__課題一覧__.
A – 題材の文章でオーストラリアで得る日本の暗いニュースとして挙げられたもののうち、数を表す語句を含むものをすべて書き出しなさい。
B – 次の記述(i)〜(iii)が題材の文章と合うかどうかを「はい」か「いいえ」で答え、それぞれ判断の決め手となる本文の語句を正確に引用しなさい。(i) 調査は関東地方の20歳から69歳の男女千人を対象に、インターネットで行われた。(ii) 記事には「幸せ」の定義が示されていた。(iii) 筆者はこの数字を予想どおりだと受け止めた。

__題材の文章__.

╔══

幸せとは

投稿日:2010年9月13日

 9月1日付の朝日新聞に興味深い記事がありました。ニッポン放送が電通総研と組んで、関東地方で20歳から69歳の男女千人にインターネットで調査した結果が掲載されていました。8割の人が「幸せ」または「まあまあ幸せ」と感じているというものです。

 私は、この数字にとてもびっくりしました。

 オーストラリアで得る日本のニュースは、むしろ、暗いものばかりだからです。毎年3万人を超える自殺者、うつ病患者の増加、3人に一人は癌になる、13万人を超える不登校の中学生、百万を超えるともいわれる「ひきこもり」の若者たち、子どもの虐待、家庭内暴力、家庭内離婚、リストラ、不況、そして、政府の混迷。

 こうした暗い記事だけが誇張されていて、ほとんどの人々は、こうしたニュースとは関係のないところにいるのだろうか・・・ それともこのアンケートの対象となった人々が、幸せの風船の中に暮らす限られた人々だったのだろうか・・・

 この記事には、「幸せ」の定義がありません。8割の人たちが幸せと感じているという「幸せ」というものは、いったい何なのだろうと考えてみました。日本はとても平和です。安全神話が壊れたとはいえ、日本に来る外国人は一様に「安全」を感じると言います。みんな清潔できれいです。物に溢れています。公共の交通網は便利で時間正確に運転されています。すべてにおいて痒いところに手が届くサービスが行き届いています。社会生活の秩序が保たれています。多種の問題はあっても福祉制度も他の国々に比してよいものが確立されています。医学も医療も高度に発達しています。日常の生活においては、まことに恵まれた国です。

╚══

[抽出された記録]
╔══

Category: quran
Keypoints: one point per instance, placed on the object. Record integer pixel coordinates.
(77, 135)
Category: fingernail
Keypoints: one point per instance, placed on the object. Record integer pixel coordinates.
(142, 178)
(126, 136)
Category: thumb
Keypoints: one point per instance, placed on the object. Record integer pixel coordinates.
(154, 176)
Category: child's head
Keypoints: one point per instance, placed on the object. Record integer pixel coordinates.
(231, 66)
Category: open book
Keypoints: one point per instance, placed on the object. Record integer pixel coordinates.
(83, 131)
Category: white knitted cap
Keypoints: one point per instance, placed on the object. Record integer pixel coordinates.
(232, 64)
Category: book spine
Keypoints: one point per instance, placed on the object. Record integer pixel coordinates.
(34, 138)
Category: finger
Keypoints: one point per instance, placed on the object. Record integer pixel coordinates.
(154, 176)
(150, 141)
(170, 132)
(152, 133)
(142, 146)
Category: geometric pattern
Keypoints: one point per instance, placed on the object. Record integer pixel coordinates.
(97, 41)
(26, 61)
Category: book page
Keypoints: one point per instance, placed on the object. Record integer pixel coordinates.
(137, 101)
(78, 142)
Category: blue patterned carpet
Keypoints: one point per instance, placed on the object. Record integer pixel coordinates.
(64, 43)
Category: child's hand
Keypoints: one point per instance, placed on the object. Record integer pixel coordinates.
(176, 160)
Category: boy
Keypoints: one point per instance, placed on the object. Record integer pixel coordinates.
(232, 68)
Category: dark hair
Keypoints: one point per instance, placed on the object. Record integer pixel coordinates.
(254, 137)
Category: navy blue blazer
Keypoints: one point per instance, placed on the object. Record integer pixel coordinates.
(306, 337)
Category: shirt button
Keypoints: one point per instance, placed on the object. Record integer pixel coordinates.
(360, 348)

╚══

__解答集__.
A –
・毎年3万人を超える自殺者
・3人に一人は癌になる
・13万人を超える不登校の中学生
・百万を超えるともいわれる「ひきこもり」の若者たち

B –
(i) はい:「関東地方で20歳から69歳の男女千人にインターネットで調査した」
(ii) いいえ:「この記事には、「幸せ」の定義がありません。」
(iii) いいえ:「私は、この数字にとてもびっくりしました。」